*READING PASSAGE:*
== == ==

In an algorithm design, there is no one ‘silver bullet’ that is a cure for all computation problems. Different problems require the use of different kinds of techniques. A good programmer uses all these techniques based on the type of problem. In this blog post, I am going to cover 2 fundamental algorithm design principles: greedy algorithms and dynamic programming.
Greedy Algorithm
A greedy algorithm, as the name suggests, always makes the choice that seems to be the best at that moment. This means that it makes a locally-optimal choice in the hope that this choice will lead to a globally-optimal solution.
How do you decide which choice is optimal?
Assume that you have an objective function that needs to be optimized (either maximized or minimized) at a given point. A Greedy algorithm makes greedy choices at each step to ensure that the objective function is optimized. The Greedy algorithm has only one shot to compute the optimal solution so that it never goes back and reverses the decision.
Greedy algorithms have some advantages and disadvantages:
It is quite easy to come up with a greedy algorithm (or even multiple greedy algorithms) for a problem.
Analyzing the run time for greedy algorithms will generally be much easier than for other techniques (like Divide and conquer). For the Divide and conquer technique, it is not clear whether the technique is fast or slow. This is because at each level of recursion the size of gets smaller and the number of sub-problems increases.
The difficult part is that for greedy algorithms you have to work much harder to understand correctness issues. Even with the correct algorithm, it is hard to prove why it is correct. Proving that a greedy algorithm is correct is more of an art than a science. It involves a lot of creativity.

== == ==

Contour labeling records
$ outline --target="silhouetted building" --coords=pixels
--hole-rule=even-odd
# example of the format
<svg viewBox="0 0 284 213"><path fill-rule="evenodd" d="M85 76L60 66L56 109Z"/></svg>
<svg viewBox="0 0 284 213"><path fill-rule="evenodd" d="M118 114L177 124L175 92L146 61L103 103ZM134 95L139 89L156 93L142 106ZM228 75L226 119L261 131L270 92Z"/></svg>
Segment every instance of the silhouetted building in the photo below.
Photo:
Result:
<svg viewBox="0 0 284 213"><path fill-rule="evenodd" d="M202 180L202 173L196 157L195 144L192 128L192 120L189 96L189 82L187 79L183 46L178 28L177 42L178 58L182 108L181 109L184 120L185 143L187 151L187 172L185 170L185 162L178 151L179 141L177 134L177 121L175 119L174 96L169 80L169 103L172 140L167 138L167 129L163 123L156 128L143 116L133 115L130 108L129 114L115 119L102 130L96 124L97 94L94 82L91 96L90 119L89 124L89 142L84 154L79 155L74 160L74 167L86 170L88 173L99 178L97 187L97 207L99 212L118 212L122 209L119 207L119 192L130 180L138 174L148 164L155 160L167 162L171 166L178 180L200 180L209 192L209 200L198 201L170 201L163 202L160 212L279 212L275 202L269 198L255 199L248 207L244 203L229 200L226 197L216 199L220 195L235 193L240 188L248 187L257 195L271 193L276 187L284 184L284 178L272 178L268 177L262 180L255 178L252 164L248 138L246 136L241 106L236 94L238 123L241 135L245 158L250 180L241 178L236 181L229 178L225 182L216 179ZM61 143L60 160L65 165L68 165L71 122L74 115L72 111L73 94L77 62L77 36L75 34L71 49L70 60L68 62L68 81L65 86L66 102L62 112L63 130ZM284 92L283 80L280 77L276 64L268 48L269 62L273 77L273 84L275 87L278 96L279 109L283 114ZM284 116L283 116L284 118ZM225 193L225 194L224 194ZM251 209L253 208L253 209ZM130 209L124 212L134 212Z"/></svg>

== == ==

*TASK DETAILS:* Continue the blog post on greedy algorithms and dynamic programming, starting right after its last sentence.

*RIGHT ANSWER:*
Let’s go over a couple of well-known optimization problems that use the greedy algorithmic design approach:
1 — Basic Interval Scheduling Problem
In this problem, our input is a set of time-intervals and our output is a subset of non-overlapping intervals. Our objective is to maximize the number of selected intervals in a given time-frame. Formally speaking, we have a set of requests {1, 2, …, n}; the i-th request corresponds to an interval of time starting at s(i) and finishing at f(i). A subset of the requests is compatible if no two of them overlap in time, and our goal is to accept as large a compatible subset as possible. Compatible sets of maximum size will be called optimal. Using this problem, we can make our discussion of greedy algorithms much more concrete. The basic idea in a greedy algorithm for interval scheduling is to use a simple rule to select a first request i_1. Once a request i_1 is accepted, we reject all requests that are not compatible with i_1. We then select the next request i_2 to be accepted and again reject all requests that are not compatible with i_2. We continue in this fashion until we run out of requests.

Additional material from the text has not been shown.